Aim —
Count the lines of the material below that contain the string "child", matching case exactly, and give only the number.
══ Data excerpts ══
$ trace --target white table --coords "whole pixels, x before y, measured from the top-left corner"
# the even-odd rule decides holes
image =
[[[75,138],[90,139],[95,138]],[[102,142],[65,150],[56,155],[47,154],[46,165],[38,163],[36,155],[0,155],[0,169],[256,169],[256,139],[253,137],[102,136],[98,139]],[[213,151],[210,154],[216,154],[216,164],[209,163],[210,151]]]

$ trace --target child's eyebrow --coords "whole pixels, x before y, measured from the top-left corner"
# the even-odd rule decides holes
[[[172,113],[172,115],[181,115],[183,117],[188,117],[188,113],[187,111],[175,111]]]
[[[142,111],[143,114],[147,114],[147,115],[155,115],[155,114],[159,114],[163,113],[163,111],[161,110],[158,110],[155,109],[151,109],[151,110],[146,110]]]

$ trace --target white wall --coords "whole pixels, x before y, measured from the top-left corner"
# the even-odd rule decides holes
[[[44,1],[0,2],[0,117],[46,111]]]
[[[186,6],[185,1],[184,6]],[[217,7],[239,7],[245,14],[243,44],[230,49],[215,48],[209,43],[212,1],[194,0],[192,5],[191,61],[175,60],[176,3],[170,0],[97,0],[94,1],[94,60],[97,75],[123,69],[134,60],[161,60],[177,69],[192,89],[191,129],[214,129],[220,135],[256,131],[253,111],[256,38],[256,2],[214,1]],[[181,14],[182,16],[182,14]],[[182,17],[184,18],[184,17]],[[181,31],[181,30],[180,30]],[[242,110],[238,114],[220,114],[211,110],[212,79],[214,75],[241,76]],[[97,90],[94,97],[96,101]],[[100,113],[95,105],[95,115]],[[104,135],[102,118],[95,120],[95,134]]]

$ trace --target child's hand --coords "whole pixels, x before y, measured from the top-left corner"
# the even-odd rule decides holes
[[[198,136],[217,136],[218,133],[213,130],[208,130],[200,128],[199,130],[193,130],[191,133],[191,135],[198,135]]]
═══
══ Data excerpts ══
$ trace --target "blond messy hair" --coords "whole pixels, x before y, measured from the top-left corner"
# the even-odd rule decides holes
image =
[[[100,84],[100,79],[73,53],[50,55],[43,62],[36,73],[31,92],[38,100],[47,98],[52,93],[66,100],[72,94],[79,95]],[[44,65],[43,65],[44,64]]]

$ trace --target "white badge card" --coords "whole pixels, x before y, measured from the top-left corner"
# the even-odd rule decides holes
═══
══ Data excerpts ══
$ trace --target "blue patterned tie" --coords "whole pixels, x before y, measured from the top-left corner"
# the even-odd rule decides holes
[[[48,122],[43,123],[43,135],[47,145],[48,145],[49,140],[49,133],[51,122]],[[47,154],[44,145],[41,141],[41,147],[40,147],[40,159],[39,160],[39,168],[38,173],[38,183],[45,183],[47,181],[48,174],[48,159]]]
═══
Full answer —
2